Data in this exercise START

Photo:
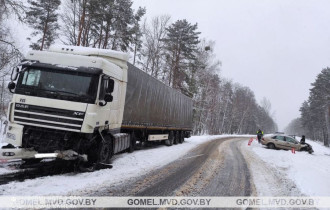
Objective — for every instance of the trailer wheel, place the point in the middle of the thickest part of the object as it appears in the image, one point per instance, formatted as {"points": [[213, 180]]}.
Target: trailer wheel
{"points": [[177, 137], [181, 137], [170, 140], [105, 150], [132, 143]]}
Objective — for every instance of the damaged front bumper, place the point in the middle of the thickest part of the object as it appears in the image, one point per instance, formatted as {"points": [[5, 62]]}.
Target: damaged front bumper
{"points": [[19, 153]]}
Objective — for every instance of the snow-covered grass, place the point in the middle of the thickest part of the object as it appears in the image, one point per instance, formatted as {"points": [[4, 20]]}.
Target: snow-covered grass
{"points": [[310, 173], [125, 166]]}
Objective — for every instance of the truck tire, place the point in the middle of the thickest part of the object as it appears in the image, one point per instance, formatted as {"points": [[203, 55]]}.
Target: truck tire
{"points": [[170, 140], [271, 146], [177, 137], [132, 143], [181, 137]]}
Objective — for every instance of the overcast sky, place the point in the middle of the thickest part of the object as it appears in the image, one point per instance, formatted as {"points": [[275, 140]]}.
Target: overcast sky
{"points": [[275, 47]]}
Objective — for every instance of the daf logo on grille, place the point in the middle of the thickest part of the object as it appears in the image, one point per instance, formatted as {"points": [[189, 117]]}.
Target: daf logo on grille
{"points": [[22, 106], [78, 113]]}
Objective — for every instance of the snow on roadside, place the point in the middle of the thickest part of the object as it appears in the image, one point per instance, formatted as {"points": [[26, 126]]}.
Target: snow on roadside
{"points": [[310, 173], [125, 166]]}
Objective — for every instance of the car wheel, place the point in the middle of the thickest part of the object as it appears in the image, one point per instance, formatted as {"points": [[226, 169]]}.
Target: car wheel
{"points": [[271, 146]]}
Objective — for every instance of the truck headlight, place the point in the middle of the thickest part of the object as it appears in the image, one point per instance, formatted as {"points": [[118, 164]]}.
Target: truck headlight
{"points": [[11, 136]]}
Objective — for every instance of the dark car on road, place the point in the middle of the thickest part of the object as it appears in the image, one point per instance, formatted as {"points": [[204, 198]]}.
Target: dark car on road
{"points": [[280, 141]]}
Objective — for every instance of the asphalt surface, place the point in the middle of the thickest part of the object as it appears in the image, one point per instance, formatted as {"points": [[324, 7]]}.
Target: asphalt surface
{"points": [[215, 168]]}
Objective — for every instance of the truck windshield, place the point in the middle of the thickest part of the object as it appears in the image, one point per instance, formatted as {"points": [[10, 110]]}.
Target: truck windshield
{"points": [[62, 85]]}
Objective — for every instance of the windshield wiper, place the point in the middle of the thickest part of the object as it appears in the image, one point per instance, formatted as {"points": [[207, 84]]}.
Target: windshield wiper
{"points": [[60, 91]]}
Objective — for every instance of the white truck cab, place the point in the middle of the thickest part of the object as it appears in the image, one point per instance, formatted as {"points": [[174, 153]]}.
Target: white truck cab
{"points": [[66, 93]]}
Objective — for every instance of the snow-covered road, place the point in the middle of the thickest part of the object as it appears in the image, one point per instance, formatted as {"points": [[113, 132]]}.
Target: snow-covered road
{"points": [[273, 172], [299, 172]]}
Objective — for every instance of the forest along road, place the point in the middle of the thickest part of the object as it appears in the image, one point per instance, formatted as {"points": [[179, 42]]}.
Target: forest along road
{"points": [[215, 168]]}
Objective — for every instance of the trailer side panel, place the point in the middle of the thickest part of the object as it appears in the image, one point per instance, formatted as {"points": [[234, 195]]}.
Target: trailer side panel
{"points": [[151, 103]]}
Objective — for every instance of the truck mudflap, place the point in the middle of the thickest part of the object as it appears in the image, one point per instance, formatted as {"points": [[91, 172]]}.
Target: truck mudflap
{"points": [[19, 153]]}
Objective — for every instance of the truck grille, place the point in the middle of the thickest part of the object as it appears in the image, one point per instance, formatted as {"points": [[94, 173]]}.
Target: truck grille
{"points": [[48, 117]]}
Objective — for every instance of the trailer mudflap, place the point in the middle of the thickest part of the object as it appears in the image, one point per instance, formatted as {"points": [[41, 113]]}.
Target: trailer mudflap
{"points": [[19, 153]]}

Data in this exercise END

• **What to produce**: Print the material above verbatim, no images.

• **Answer space**:
Photo:
Objective — for every instance of the trailer wheel, place the point in the middle of the thickest part of the object as it appears in the image, one point per instance, formatted as {"points": [[213, 180]]}.
Target: trailer wheel
{"points": [[177, 137], [181, 137], [170, 140], [105, 150], [132, 143]]}
Objective — for every instance of the damaged front bumper, place the point in the middle of the thickest part of the object as it appears in the image, one point per instance, formatted as {"points": [[5, 62]]}.
Target: damaged front bumper
{"points": [[19, 153]]}
Objective — for every instance of the snow-covered grass, place the point in the middle of the thickest part of the object as it appears in the image, one point per instance, formatted as {"points": [[4, 20]]}.
Target: snow-covered grass
{"points": [[310, 173], [125, 166]]}
Objective — for every instance of the truck tire, place the point in the middle of the thickest part of the object as it appears in the image, one point per instance, formatted as {"points": [[203, 55]]}.
Target: truck tire
{"points": [[170, 140], [271, 146], [177, 137], [132, 143], [181, 137]]}
Objective — for every instance of the overcast sky, place the point in the middle of the thickest part of the object as it appears in the image, one point per instance, formatted as {"points": [[275, 140]]}.
Target: overcast sky
{"points": [[275, 47]]}
Objective — for every instance of the daf logo on grille, place the point in the middle of the thickest part of the object as it appears in the image, one point per instance, formatted as {"points": [[189, 117]]}.
Target: daf logo on grille
{"points": [[22, 106], [78, 113]]}
Objective — for every instance of the snow on roadside, place the point in the middle of the thickest part of the object as it appears in the image, one point per instance, formatted as {"points": [[26, 126]]}.
Target: snow on roadside
{"points": [[310, 173], [125, 166]]}
Objective — for every instance of the car wheel, place the point in the middle of the thickest part of the object as it appears in the image, one point per instance, formatted as {"points": [[226, 169]]}.
Target: car wheel
{"points": [[271, 146]]}
Objective — for every instance of the truck headlight, place the point in the middle of the thickest part of the object as it appears in the image, one point per instance, formatted as {"points": [[118, 164]]}.
Target: truck headlight
{"points": [[11, 136]]}
Objective — for every instance of the dark car on road, place the point in the middle of the thickest part of the object as it appears in the image, one point per instance, formatted as {"points": [[204, 198]]}.
Target: dark car on road
{"points": [[280, 141]]}
Objective — for every instance of the asphalt surface, place the point in the middle of the thickest part of the object as it appears in the image, one point per instance, formatted as {"points": [[324, 7]]}.
Target: asphalt surface
{"points": [[215, 168]]}
Objective — for every instance of the truck windshield, place the point in the middle of the thickest part of the object as it appears in the image, one point per instance, formatted as {"points": [[10, 110]]}.
Target: truck windshield
{"points": [[62, 85]]}
Objective — for every instance of the windshield wiper, place the point in the middle of the thickest part of the object as it appears in the image, one point per instance, formatted as {"points": [[207, 84]]}.
Target: windshield wiper
{"points": [[60, 91]]}
Objective — for every instance of the white truck cab, place the point in the middle of the thickest part of the object as it appears in the image, one point per instance, formatted as {"points": [[174, 153]]}.
Target: white truck cab
{"points": [[66, 93]]}
Objective — for every instance of the snow-covered road, place the point in the middle of the thickest part of the object as it appears in the image, one point per instance, formatted as {"points": [[113, 132]]}.
Target: snow-covered road
{"points": [[273, 172], [299, 172]]}
Objective — for every instance of the forest along road, place the point in the middle of the thickest part of the object as it appears in the image, one point per instance, formatted as {"points": [[179, 42]]}.
Target: forest along road
{"points": [[215, 168]]}
Objective — for every instance of the trailer side panel, place the point in the middle of the thickest part of the object as it appears in the image, one point per instance, formatted as {"points": [[234, 195]]}.
Target: trailer side panel
{"points": [[151, 103]]}
Objective — for every instance of the truck mudflap, place the point in the middle of the thickest part of the object as it appears in the image, one point per instance, formatted as {"points": [[91, 172]]}.
Target: truck mudflap
{"points": [[19, 153]]}
Objective — for every instance of the truck grille, place the point in the middle of the thickest part of the object as it appears in the image, one point per instance, formatted as {"points": [[94, 173]]}.
Target: truck grille
{"points": [[48, 117]]}
Objective — for every instance of the trailer mudflap, place the point in the middle of the thickest part of the object as it appears in the image, one point per instance, formatted as {"points": [[41, 113]]}.
Target: trailer mudflap
{"points": [[19, 153]]}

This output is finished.